#### TRECHO FORNECIDO
▬▬▬▬▬▬▬▬▬▬

A farsa da direita “permitida”
Os resultados das eleições municipais encerradas no último domingo suscitam várias interpretações e especulações quanto ao futuro. Há boas e más notícias. Entre as boas estão a derrota fragorosa da esquerda: dos 1.762 candidatos a prefeito lançados por Psol, PCB, PCO, PSTU, UP, PCdoB e PT, apenas 271, ou 15%, foram eleitos. A rejeição ao PT continua bastante forte, apesar da montanha de dinheiro gasto nos dois turnos da campanha. A “esquerda de blazer” — o PSDB — parece ter afundado definitivamente. Houve certo crescimento da chamada direita, o que não era comum em eleições municipais, em que valia mais o poder da máquina e sempre foi pequena a importância de temas nacionais e ideológicos.
Mas a grande força no âmbito municipal, que conseguiu fazer quase 900 prefeitos, continuou sendo o “centrão”. Que, como se sabe, não pode ser classificado como de direita ou de esquerda, já que invariavelmente pende em direção ao lado para o qual o vento sopra em cada momento político, em troca de emendas e prebendas. Ora, isso significa que esse grupo é que, no fundo, continuará no leme do chamado “sistema”, como vem acontecendo desde a assim denominada redemocratização, ainda em meados da década de 1980. Quarenta anos de solavancos deveriam ser mais do que suficientes para demonstrar que isso não foi bom.
Para quem pensa em um Brasil novo, moderno, com um Estado enxuto, equilíbrio entre os três Poderes e respeito à economia de mercado, o fortalecimento desse centro fisiológico é uma péssima notícia. Discursos dos caciques do “centrão” foram habilmente apresentados como declarações de amor ao antirradicalismo. Na retaguarda da fala do prefeito eleito na capital paulista (quando agradeceu ao governador do seu Estado pelo apoio recebido afirmando que “o equilíbrio venceu todos os extremismos”) não é difícil perceber que estamos correndo o perigo real de retorno à chamada estratégia das tesouras. Nessa estratégia, PT e PSDB (ou seja, esquerda rústica e esquerda requintada) se revezavam no poder e iludiam o eleitor, sob os holofotes amigos da imprensa, levando-o a crer em uma disputa real entre esquerda e direita.

▬▬▬▬▬▬▬▬▬▬

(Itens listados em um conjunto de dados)
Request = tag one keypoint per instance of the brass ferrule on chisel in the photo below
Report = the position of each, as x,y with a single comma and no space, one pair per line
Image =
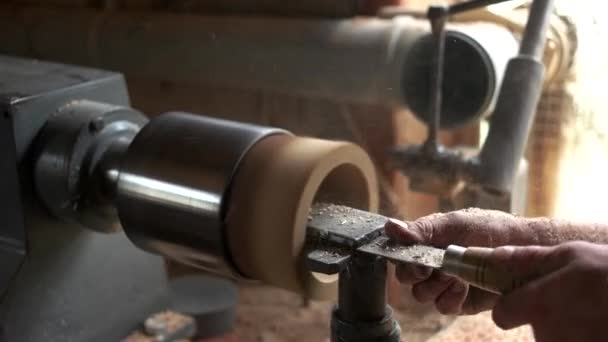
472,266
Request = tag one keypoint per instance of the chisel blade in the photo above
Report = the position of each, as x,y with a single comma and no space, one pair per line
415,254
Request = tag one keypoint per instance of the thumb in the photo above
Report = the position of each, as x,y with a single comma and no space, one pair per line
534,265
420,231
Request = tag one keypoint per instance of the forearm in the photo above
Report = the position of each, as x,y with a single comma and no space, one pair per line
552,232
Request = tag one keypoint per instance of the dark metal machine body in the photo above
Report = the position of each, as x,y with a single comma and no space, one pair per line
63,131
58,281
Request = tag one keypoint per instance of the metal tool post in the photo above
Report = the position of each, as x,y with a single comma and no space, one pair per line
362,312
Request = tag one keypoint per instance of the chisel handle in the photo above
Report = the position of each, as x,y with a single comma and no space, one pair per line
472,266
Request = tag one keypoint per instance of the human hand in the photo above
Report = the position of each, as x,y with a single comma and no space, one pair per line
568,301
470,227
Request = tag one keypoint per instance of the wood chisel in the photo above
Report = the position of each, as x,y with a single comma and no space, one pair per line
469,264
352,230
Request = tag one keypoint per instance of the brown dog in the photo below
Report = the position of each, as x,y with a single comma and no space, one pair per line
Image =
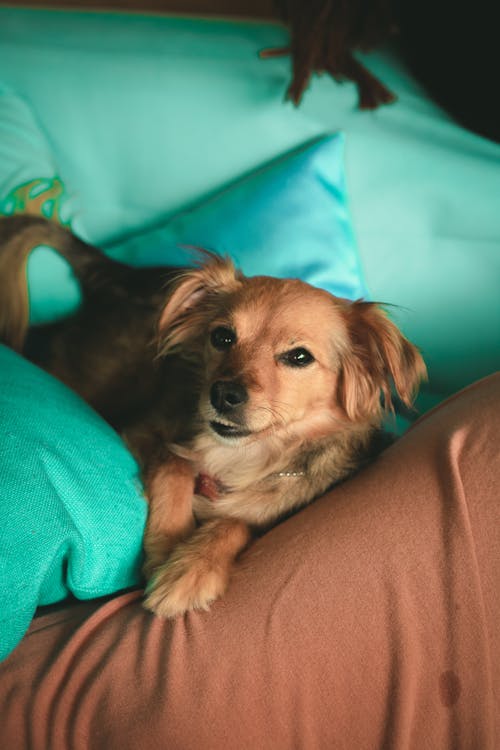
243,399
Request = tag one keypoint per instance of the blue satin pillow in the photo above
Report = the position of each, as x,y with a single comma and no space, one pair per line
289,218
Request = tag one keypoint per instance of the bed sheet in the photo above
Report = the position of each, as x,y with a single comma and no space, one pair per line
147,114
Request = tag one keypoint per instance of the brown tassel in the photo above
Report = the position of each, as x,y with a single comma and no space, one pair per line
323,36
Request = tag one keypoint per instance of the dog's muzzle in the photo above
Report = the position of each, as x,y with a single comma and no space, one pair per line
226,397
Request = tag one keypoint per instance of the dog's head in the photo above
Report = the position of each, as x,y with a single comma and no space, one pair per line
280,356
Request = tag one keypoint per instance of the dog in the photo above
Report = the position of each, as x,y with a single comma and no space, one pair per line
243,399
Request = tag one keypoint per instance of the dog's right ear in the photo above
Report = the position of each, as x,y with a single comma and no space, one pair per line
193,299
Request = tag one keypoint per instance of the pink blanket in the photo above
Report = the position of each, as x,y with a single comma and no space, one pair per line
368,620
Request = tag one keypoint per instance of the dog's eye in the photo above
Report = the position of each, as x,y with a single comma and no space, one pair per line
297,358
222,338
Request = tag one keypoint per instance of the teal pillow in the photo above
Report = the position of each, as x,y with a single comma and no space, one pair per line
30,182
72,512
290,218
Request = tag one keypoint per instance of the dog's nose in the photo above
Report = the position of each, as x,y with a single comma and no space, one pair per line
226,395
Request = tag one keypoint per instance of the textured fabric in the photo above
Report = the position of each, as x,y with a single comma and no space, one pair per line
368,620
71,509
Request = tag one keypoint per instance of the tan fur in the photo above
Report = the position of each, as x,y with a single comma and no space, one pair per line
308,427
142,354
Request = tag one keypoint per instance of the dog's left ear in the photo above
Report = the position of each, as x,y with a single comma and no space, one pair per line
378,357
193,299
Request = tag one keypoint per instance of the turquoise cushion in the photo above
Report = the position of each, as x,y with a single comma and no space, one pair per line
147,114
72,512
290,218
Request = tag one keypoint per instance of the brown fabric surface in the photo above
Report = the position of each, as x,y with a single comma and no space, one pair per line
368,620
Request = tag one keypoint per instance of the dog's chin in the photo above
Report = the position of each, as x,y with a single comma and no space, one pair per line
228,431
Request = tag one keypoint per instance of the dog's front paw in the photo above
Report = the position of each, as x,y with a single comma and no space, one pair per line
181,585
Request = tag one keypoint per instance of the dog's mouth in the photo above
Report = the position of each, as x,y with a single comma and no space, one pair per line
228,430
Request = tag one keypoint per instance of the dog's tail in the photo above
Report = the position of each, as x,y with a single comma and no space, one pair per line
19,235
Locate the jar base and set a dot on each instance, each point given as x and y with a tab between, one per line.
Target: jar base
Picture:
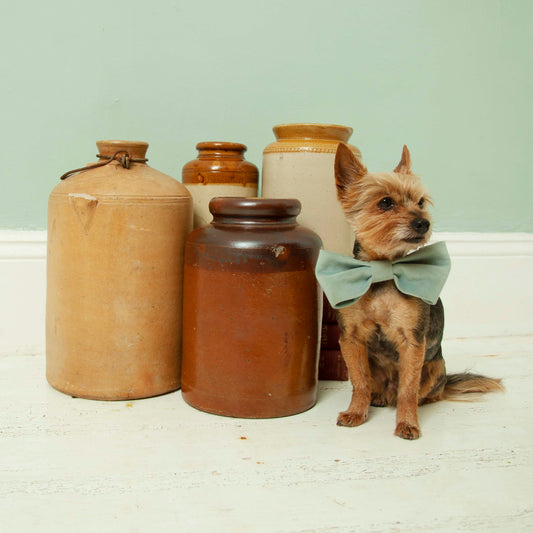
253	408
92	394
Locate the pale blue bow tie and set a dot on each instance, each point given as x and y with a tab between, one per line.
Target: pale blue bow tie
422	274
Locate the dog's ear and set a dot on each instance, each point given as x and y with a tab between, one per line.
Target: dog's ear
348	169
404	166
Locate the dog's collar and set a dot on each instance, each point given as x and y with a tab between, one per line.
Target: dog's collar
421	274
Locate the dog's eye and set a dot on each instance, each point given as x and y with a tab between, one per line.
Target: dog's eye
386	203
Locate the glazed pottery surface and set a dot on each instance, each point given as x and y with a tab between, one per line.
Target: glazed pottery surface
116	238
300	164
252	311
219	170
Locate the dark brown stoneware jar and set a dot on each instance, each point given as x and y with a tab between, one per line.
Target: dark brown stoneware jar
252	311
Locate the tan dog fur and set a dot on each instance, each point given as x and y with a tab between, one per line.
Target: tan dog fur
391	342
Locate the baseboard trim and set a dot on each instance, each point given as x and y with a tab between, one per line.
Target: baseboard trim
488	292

▬▬▬▬▬▬▬▬▬▬

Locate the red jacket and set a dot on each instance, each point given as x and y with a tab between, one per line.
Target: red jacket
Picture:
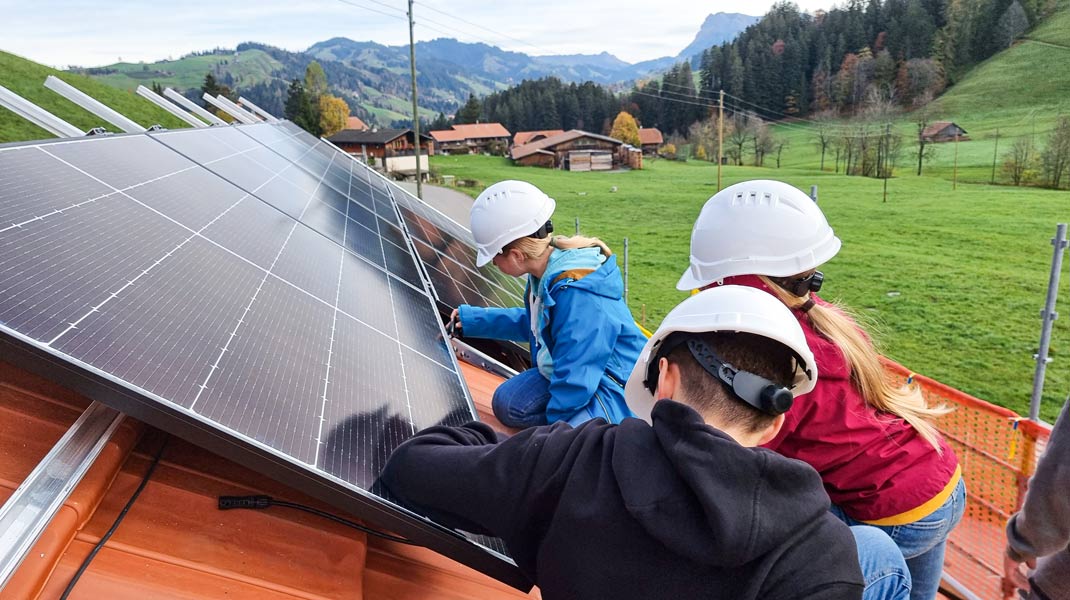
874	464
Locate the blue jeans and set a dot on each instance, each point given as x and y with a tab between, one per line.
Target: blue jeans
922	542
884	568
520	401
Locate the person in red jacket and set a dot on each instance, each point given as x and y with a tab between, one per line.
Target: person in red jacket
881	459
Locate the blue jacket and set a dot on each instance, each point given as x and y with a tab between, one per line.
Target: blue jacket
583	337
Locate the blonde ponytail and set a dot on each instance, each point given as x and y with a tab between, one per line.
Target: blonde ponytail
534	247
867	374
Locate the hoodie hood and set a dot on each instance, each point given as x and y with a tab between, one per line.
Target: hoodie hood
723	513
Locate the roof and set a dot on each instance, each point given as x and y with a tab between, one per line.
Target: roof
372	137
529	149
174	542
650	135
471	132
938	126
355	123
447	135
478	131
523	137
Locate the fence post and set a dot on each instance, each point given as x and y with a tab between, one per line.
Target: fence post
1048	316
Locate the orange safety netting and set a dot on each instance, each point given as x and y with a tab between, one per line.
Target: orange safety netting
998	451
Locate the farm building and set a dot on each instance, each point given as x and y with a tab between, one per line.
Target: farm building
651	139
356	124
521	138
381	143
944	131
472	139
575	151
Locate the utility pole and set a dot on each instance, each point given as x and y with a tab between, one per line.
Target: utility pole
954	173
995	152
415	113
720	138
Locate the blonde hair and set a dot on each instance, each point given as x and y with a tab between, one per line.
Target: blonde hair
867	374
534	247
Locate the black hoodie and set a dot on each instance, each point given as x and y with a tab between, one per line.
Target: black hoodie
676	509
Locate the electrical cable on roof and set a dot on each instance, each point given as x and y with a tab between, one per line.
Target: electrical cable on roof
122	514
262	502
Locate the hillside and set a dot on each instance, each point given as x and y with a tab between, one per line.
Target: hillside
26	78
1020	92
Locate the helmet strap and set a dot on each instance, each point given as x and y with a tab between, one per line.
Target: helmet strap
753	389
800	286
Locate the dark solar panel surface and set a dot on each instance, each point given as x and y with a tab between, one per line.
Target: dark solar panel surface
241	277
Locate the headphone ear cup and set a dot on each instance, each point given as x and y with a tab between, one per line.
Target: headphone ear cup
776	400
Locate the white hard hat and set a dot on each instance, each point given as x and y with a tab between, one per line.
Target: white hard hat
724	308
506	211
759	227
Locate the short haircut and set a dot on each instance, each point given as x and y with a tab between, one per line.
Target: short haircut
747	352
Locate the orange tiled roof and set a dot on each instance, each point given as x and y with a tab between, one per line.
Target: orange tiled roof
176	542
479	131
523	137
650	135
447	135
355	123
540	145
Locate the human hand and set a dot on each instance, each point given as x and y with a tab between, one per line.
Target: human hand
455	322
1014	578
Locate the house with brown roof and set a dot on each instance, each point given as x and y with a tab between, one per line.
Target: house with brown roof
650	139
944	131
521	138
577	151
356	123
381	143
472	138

▬▬▬▬▬▬▬▬▬▬

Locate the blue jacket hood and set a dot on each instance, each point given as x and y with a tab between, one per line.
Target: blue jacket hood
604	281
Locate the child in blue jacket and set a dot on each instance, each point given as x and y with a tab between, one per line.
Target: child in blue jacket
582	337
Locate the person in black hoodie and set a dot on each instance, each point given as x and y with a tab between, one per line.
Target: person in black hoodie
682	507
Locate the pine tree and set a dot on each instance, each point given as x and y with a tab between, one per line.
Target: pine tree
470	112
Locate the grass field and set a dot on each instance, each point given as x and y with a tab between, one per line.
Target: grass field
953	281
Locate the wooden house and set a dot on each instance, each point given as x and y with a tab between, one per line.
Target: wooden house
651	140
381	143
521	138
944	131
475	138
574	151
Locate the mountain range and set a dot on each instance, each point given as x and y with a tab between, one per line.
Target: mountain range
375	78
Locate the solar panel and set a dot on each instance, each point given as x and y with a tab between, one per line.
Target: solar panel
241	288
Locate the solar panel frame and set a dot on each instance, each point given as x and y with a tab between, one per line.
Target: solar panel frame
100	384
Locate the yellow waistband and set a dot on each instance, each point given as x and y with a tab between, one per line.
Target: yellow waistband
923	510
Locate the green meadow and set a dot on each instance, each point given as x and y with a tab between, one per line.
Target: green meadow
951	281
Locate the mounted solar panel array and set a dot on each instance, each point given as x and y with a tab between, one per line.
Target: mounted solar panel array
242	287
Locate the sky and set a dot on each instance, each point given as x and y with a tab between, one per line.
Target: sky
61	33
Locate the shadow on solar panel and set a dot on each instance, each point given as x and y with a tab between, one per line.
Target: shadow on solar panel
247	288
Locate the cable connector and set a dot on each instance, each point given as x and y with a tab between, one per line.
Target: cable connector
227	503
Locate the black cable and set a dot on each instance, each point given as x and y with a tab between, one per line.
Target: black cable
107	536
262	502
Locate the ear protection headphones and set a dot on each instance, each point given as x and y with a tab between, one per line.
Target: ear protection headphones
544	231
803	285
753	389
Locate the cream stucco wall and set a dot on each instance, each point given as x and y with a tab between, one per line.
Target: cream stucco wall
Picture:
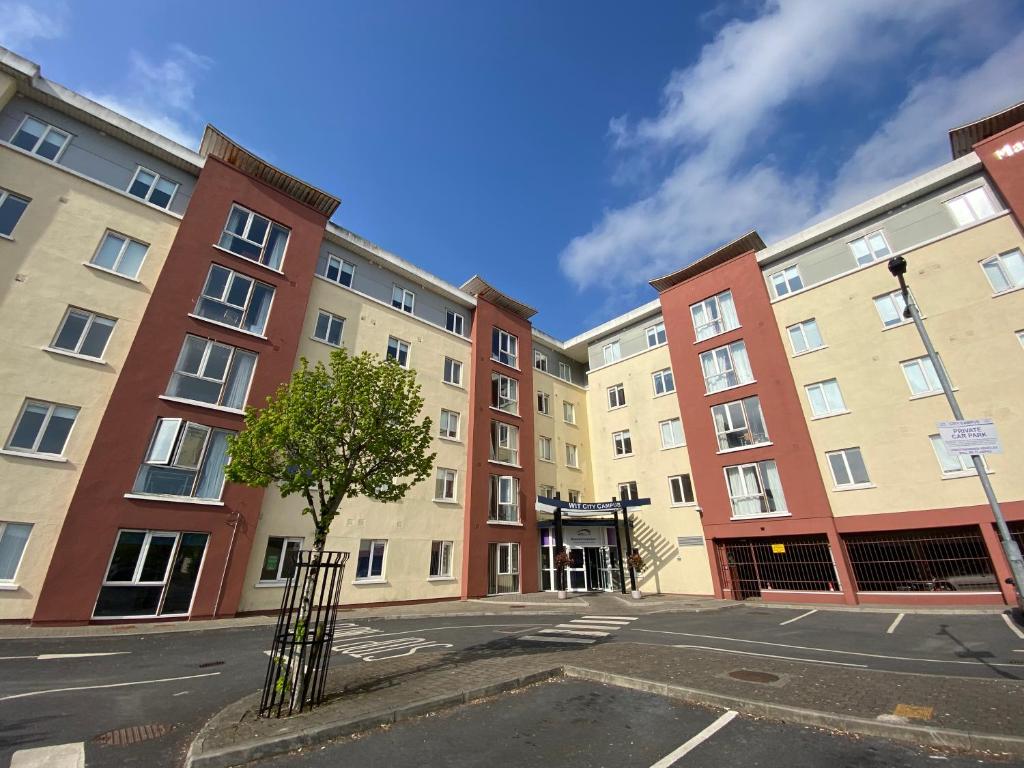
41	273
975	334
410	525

▬▬▬▬▬▬▬▬▬▬

#### ENUNCIADO DA TAREFA
No trecho sobre as eleições municipais, quantos dos candidatos a prefeito lançados pelos partidos de esquerda foram eleitos? Os dados são um material à parte, independente do trecho.

#### RESPOSTA CORRETA
Apenas 271 dos 1.762 candidatos, ou 15%, foram eleitos.